- [What is needed] Take the material below and reproduce, word for word, only the lines from the line with "like (196, 166)." through the line with "Query: vase of flowers".

- [Dataset entries]

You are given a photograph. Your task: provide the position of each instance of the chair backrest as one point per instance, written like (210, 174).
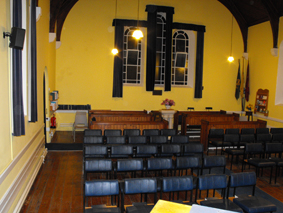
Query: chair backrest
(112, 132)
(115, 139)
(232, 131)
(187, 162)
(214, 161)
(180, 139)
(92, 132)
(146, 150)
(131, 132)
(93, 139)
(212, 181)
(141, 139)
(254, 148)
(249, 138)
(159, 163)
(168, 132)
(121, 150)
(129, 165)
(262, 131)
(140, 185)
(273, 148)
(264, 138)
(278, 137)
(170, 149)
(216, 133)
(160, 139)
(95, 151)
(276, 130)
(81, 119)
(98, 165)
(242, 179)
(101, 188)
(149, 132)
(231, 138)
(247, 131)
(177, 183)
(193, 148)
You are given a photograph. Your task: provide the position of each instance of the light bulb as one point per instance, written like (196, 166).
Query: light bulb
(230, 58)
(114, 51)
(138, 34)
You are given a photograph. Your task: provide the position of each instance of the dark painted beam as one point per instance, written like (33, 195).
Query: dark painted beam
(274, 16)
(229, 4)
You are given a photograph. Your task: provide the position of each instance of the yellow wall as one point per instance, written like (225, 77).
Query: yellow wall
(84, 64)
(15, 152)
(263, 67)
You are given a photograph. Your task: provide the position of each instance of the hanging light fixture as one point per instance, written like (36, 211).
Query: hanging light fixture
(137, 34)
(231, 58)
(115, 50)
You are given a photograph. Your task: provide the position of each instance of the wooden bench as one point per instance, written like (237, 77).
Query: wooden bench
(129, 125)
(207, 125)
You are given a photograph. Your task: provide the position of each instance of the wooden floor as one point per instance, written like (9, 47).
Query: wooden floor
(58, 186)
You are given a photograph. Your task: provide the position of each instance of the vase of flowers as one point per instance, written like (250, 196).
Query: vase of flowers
---
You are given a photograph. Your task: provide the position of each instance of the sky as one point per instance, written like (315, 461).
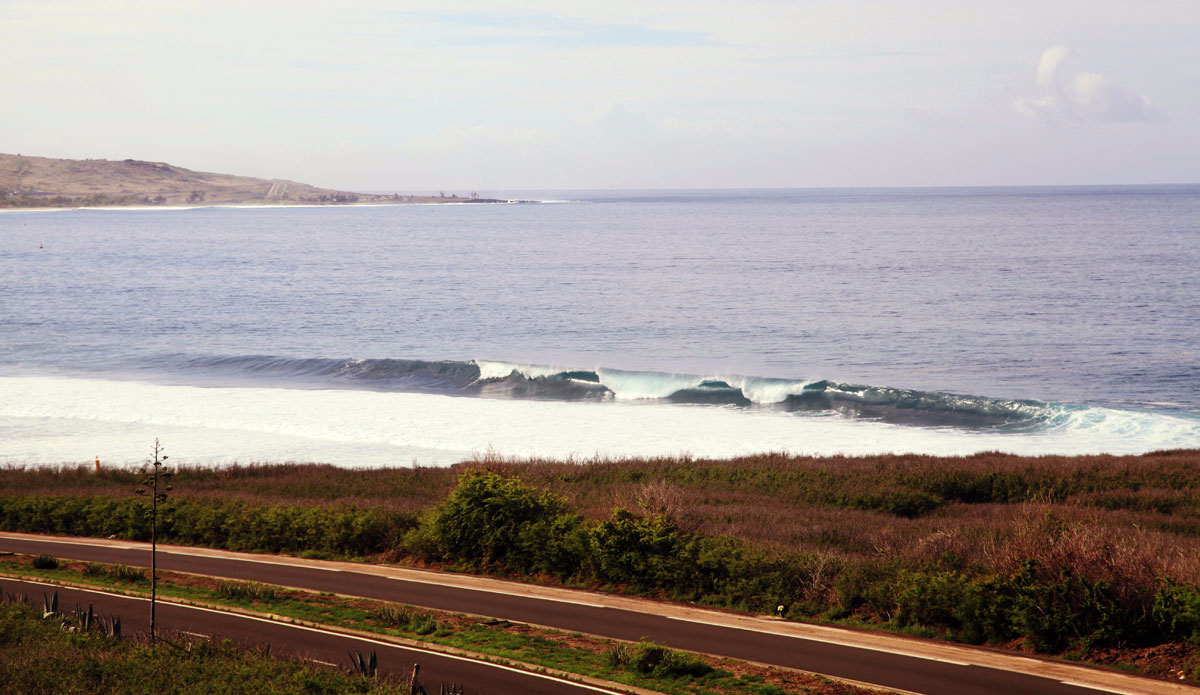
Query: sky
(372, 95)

- [Answer to this task]
You are given a photograph. Your task: provide the position of each instance of the light bulb as one point per instance, written like (196, 166).
Query: light bulb
(230, 58)
(114, 51)
(138, 34)
You are given a photograph. Your task: provide the position of each instance of the dark painted beam as one point per instance, written like (33, 195).
Query: dark painted beam
(274, 16)
(229, 4)
You are given a photograph. Your task: provide the position of each instance of the yellow wall as one point per instance, written like (225, 77).
Query: yellow wall
(84, 64)
(15, 152)
(263, 67)
You are given a photograph. Your task: provide the position of each instance of the hanging light fixture as one point per instance, written like (36, 211).
Query: hanging light fixture
(137, 34)
(231, 58)
(115, 50)
You are given a photograph. Your task: provide the position of each instance of the wooden bench as one point per instance, written like (237, 77).
Query: wooden bench
(129, 125)
(207, 125)
You are given a photograph. Your task: provide the position of each instance of the wooden floor as one point per instance, written like (9, 47).
Query: wooden floor
(58, 186)
You are given a photograph. Your task: provide the position of each instance of the vase of flowers as one point per instance, written like (250, 196).
Query: vase of flowers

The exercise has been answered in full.